begin Text excerpt
Ad Hominem arguments should always be avoided in any serious discussion. Carmack's (and anyone's) opinion should be taken as it is and discussed only on the basis of what it's stating and nothing else. Said that, I don't think that multithreaded programming is even close to be the main reason why games cost more today than yesterday: producing art assets, organizing 100+ people teams, putting processes in place is impacting the budget more in my opinion.

Fran/Fable
 
I'm not suggesting that one needs to find an optimal solution. If anything, I'd say that is an unreachable goal. I'm just saying that, given time and resources, your dev team will not necessarily come up with a good multithreaded engine.

It's hard enough to get developers to think like a CPU. It's much harder to get them to think like multiple CPUs operating independently.

(Sorry Inane, I hope you don't think i'm picking on u.. :D )

I don't agree with that statement.. When developing video games on either consoles or PC, one doesn't "have" to get the dev's to "think like a CPU" since you could quite easily allow them to work in the layer of the game engine you (or someone else) has built which abstracts totally over the hardware (which could be either single or multicore).. And even if you did, it's not that hard to "think like a CPU" for anyone whose used to working with them at the low-level since they aren't as complex in execution as they are in physical design.. Not to mention the fact that the kinds of people who will be working with at this level in terms of putting together your engine code, optimising etc, are going to be "highly trained, highly intelligent" individuals who have had years of experience dealing with getting CPUs to run your code faster.. And I'm sure many, if not all of tyhem have had some kind of experience dealing with multi-threading systems either practically (at work) or having the theoretical background knowledge provided by almost all academic qualifications in the field of computer science and the like..
end Text excerpt
> **Directions**:
- 1) List each thing the forum discussion on multithreaded game programming names as having a bigger effect on game budgets than multithreaded programming.
- 2) Using the forum discussion on multithreaded game programming above, decide whether each statement agrees with it. Answer yes or no for each, and quote the words that decide it.
(a) The first post holds that multithreaded programming is the main reason games cost more today.
(b) The post signed after "Fran/Fable" says that one needs to find an optimal solution.
(c) The last post says developers can work in a game engine layer that abstracts over the hardware.
- 3) Carry on the forum discussion on multithreaded game programming, picking up after its final sentence.
begin Recorded data
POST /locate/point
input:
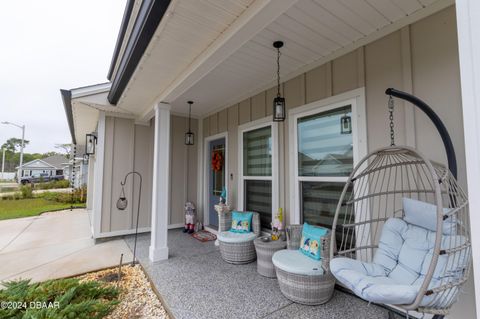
end Recorded data
> **Answers in order**:
- 1)
- Producing art assets
- Organizing 100+ people teams
- Putting processes in place

- 2)
(a) No: "I don't think that multithreaded programming is even close to be the main reason why games cost more today than yesterday"
(b) No: "I'm not suggesting that one needs to find an optimal solution."
(c) Yes: "allow them to work in the layer of the game engine you (or someone else) has built which abstracts totally over the hardware"

- 3)
To be honest I think all those people who are saying "multi-threading is hard" aren't giving the professional developers who work would be building such systems, enough credit.. John Carmack is by far not the only technical genius in the software industry (he's just passionate about technical creativity and lucky because he's been given the opportunity to be technically creative/inventive for a living..) When you've worked with some of the kinds of people that I have you'll soon realise that everything a programmer does from an external perspective is difficult, but the sheer depth of experience and knowledge most have mean that if you put any team of programmers on such a task, given enough time and resources they are bound to come up with a solution which is both practical (e.g. an engine fast enough to run the kind of games intended), elegant in design and provide the developers enough further knowledge of problem that, should they be given the opportunity again to build a more optimal solution, I've no doubt that they would..

Multi-threading is "hard" when your new to the practical challenges your going to face when developing an implementation of it (the point is most professional programmers aren't new to it)..

But with experience comes the knowledge and ability to highlight known pitfalls and errors to you beforehand so that in developing new systems you don't make the same mistakes twice, hence making the ability to derive a "good" solution to the problem much "easier" than it initially would have been..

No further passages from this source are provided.